== PROVIDED TEXT ==
Sorry, I guess I'm used to speaking with folks who recognize the context (lots of my friends are involved in Black Lives Matter, too, but the ones who travel know BLM means "free/cheap camping").
One incredible thing about BLM managed land is that you can often visit, and camp, for free. Sometimes for months at a time. There's an entire subculture of mobile homeless folks who do just that. There's lots of snowbirds who summer around Mammoth Lake (which is actually national forest land, mostly, I think, but similarly loosely regulated) and winter in Quartzsite or Slab City or Yuma.
"Allemansrätten gives a person the right to access, walk, cycle, ride, ski, and camp on any land—with the exception of private gardens, the immediate vicinity of a dwelling house and land under cultivation. It also gives the right to pick wild flowers, mushrooms and berries, but not to hunt in any way. Swimming in any lake and putting an unpowered boat on any water is permitted unless explicitly forbidden"
===
== ENTRIES PROVIDED ==
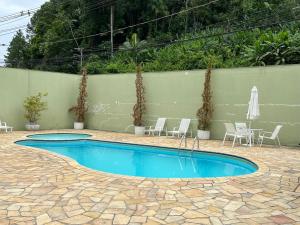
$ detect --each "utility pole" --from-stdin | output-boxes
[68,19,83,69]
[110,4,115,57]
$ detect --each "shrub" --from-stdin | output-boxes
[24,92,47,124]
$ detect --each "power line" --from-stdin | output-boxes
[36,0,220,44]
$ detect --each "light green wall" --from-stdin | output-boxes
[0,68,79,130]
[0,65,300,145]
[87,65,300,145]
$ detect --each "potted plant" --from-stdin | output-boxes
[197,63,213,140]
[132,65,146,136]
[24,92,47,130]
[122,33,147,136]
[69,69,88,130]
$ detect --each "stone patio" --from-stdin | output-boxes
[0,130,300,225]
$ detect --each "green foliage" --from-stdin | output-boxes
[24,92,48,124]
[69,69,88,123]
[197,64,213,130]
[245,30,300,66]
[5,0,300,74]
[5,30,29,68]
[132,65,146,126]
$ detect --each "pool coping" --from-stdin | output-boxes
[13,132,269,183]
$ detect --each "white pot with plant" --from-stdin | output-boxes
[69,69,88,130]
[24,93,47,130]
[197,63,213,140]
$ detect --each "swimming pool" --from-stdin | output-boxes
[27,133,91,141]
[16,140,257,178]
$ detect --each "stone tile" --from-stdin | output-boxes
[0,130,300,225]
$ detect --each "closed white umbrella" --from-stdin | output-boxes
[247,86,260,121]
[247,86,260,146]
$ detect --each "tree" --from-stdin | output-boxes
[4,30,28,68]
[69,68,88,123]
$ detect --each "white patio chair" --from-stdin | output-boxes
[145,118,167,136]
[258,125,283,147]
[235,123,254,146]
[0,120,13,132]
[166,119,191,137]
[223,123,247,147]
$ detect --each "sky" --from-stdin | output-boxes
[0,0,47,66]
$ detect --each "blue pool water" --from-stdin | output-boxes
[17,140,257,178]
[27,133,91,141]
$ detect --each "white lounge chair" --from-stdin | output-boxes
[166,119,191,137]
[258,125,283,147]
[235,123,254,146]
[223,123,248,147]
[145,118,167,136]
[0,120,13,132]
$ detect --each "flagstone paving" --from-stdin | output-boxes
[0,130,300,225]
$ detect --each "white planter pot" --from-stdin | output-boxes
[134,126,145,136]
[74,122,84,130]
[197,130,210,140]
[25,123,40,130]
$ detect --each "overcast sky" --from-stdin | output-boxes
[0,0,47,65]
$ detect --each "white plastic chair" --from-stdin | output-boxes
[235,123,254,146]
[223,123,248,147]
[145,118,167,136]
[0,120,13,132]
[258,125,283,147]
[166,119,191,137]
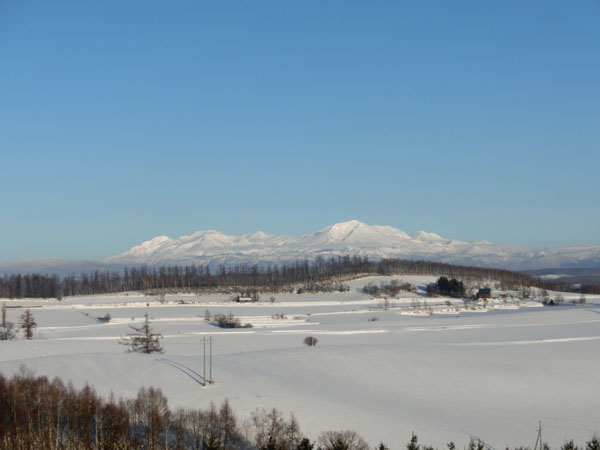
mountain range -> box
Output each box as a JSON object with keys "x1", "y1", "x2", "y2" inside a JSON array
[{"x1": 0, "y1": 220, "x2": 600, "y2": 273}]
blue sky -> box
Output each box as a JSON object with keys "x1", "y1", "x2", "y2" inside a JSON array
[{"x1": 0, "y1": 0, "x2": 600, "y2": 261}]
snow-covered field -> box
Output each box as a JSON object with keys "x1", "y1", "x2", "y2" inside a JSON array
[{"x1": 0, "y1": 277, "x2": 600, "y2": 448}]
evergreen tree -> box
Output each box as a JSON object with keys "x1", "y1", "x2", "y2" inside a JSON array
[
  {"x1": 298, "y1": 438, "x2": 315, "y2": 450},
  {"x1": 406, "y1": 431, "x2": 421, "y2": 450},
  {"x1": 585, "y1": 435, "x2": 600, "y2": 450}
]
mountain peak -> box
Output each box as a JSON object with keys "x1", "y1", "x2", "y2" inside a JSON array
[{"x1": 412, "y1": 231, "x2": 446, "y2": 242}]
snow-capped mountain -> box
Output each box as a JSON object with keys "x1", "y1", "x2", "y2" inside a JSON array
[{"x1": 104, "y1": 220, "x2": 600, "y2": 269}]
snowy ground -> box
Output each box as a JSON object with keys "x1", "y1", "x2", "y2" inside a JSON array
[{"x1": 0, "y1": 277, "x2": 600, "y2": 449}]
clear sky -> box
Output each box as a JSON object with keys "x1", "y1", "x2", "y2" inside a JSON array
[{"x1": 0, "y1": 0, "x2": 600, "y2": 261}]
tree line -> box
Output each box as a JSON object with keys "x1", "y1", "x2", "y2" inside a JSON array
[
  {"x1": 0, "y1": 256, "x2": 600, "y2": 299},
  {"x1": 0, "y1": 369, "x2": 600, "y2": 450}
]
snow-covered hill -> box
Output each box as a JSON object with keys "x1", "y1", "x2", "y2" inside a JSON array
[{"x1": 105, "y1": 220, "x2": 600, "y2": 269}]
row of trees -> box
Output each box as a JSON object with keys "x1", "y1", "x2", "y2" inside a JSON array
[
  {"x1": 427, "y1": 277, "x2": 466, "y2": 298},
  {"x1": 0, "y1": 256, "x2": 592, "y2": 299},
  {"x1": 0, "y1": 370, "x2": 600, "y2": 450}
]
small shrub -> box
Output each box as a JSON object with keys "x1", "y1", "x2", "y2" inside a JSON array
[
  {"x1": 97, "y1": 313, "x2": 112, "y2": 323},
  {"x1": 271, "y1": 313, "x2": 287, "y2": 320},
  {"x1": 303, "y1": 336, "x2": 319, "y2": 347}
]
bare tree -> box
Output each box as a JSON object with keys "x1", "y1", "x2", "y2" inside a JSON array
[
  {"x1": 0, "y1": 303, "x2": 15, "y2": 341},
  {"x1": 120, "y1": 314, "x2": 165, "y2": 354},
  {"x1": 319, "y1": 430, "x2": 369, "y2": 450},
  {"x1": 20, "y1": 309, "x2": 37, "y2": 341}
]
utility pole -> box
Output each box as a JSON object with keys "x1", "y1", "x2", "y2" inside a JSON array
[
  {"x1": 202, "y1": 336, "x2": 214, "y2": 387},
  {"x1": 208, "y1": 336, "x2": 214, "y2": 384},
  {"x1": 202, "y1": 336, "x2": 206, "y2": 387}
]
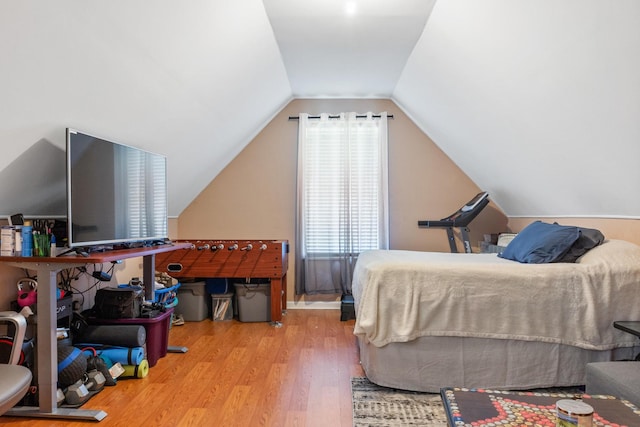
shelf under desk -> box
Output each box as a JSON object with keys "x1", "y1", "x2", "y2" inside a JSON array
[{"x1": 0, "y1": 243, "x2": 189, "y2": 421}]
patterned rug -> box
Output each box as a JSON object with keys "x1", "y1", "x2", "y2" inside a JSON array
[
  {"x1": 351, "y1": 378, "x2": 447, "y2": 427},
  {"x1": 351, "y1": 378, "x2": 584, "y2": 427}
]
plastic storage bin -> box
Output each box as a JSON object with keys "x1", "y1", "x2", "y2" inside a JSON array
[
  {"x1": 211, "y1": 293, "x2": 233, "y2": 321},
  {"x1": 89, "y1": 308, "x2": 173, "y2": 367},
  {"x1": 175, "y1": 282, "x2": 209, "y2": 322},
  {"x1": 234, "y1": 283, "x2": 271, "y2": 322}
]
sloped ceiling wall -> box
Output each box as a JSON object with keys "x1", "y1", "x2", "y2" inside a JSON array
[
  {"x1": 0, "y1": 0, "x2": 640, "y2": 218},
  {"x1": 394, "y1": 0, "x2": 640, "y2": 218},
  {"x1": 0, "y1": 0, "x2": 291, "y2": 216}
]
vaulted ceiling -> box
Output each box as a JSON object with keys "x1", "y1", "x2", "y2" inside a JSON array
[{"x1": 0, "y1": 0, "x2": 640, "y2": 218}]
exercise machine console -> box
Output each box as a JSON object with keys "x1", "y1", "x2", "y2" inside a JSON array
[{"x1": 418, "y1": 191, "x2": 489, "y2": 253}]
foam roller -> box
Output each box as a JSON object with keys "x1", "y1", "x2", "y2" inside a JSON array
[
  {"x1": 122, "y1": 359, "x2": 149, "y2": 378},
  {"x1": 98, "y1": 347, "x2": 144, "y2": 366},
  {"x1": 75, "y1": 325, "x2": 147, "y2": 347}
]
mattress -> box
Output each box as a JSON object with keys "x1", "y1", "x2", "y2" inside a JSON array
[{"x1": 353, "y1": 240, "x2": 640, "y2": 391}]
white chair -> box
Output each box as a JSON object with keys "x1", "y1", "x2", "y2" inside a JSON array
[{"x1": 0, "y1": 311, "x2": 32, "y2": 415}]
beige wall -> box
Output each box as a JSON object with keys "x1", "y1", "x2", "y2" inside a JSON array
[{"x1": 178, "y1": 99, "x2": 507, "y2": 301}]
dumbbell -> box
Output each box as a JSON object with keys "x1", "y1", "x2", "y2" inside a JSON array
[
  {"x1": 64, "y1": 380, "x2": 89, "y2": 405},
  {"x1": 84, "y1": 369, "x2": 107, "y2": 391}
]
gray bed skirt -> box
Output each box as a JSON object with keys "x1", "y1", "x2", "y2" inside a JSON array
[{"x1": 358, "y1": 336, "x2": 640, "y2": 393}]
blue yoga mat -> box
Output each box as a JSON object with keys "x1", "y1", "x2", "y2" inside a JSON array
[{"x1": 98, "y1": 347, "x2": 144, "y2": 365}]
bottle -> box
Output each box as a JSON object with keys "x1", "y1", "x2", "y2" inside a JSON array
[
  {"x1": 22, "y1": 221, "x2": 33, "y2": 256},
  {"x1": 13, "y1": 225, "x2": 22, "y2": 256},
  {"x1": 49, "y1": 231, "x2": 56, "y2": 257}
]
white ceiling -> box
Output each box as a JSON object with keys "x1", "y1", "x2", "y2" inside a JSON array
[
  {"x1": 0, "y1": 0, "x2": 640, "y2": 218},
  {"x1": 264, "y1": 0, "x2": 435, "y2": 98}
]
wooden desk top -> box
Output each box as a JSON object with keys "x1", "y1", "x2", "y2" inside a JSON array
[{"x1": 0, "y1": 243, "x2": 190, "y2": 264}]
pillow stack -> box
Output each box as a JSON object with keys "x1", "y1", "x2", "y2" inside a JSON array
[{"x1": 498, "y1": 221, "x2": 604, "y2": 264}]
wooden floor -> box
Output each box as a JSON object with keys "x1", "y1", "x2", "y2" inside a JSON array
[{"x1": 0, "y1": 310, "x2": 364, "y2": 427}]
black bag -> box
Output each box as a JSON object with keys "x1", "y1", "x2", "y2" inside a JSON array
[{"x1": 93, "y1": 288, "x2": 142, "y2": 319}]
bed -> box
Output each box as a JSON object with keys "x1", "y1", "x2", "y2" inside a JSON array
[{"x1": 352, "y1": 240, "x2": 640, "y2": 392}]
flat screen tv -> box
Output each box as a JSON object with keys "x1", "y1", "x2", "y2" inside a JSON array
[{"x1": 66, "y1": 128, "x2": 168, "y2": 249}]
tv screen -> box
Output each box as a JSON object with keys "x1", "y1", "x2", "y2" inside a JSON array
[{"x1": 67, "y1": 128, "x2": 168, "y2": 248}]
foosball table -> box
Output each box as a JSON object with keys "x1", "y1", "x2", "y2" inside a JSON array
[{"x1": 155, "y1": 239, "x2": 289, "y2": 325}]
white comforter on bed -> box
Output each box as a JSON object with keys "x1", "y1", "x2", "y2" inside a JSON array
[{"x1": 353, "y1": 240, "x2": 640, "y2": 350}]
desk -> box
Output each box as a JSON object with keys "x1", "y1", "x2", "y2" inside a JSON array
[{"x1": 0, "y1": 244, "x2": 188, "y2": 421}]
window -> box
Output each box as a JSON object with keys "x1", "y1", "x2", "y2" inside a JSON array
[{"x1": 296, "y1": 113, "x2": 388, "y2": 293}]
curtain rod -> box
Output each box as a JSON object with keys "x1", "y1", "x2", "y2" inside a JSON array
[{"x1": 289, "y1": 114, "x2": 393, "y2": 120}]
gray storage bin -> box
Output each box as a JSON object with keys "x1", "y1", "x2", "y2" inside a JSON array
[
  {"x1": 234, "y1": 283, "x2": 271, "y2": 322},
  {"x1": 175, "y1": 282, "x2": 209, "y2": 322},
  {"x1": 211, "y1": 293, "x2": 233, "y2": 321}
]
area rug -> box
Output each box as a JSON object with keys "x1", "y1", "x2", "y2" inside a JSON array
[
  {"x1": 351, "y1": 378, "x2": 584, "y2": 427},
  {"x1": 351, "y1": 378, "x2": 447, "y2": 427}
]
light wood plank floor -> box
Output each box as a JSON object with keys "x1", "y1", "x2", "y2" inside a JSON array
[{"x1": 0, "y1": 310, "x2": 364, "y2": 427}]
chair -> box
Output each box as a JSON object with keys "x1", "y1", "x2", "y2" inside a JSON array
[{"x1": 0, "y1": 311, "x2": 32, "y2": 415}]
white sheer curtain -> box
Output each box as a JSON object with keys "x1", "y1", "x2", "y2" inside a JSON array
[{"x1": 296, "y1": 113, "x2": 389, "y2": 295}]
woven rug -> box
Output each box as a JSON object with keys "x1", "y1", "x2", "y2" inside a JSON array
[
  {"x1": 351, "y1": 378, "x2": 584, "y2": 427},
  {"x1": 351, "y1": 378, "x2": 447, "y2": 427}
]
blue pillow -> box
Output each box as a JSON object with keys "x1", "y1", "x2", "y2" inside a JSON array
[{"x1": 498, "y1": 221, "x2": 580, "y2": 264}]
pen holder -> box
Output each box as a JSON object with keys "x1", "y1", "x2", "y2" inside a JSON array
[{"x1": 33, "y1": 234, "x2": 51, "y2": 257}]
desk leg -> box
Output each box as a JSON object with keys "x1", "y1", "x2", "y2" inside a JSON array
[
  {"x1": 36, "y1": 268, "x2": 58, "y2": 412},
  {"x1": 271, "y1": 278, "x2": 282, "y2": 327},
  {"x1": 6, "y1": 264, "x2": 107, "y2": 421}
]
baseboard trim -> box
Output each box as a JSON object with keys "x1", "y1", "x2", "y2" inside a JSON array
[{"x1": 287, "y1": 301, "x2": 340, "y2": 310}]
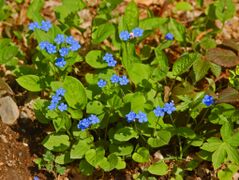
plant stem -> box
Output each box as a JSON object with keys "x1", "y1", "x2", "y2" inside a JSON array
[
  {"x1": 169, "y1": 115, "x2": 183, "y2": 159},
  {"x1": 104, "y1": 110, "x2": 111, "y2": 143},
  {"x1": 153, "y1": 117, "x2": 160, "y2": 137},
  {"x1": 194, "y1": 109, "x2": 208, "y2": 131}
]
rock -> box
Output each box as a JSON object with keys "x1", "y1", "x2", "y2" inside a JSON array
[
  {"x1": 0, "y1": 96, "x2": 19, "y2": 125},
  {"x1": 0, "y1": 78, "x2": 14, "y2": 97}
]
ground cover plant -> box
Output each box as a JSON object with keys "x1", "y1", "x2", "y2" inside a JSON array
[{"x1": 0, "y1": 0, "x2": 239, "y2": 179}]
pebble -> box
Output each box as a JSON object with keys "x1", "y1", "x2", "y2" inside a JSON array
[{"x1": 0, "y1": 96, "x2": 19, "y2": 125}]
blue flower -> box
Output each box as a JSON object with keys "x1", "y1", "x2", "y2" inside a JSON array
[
===
* [OBJECTIVE 1]: Copy the passage of the free camping text between "One incredible thing" and "City or Yuma.", inclusive.
* [OBJECTIVE 2]: Resume the free camping text, adding new writing that begins right after its final sentence.

* [EXPECTED ANSWER 1]:
One incredible thing about BLM managed land is that you can often visit, and camp, for free. Sometimes for months at a time. There's an entire subculture of mobile homeless folks who do just that. There's lots of snowbirds who summer around Mammoth Lake (which is actually national forest land, mostly, I think, but similarly loosely regulated) and winter in Quartzsite or Slab City or Yuma.

* [EXPECTED ANSWER 2]:
That's fantastic! I feel like that should be the law everywhere. It's kind of accepted in the US that unless posted "no trespassing", you can wander about in rural areas, without trouble, as long as you don't get too close to houses and such. But, the law definitely sides with property owners if they put up a sign saying keep out.
But, to put things into perspective, the BLM and the Forest Service have more land under management than nearly all of the Nordic countries combined (BLM and Forest Service have nearly 3 million sq km under management). And, the much of that land can be roamed, at will; some of it can even be camped on for long periods of time at little or no cost. So, there's no shortage of land in the US for roaming, though it's concentrated most heavily in the southwest. Northeastern states have been too densely populated for too long to have had a chance to get some protected wilderness.
With the result that tourists flock to Trolltunga and other inaccessible sites with no training, no equipment and no hiking clothes/boots. They start too late and get lost and cold when it suddenly gets dark or the weather turns. The local red cross is called out and have to hike up to get them down again. :-)
e: Not to say I'm against allemansretten, I love it.
(Leaving this here for anyone like me who had to google why Black Lives Matter has anything to do with tourism)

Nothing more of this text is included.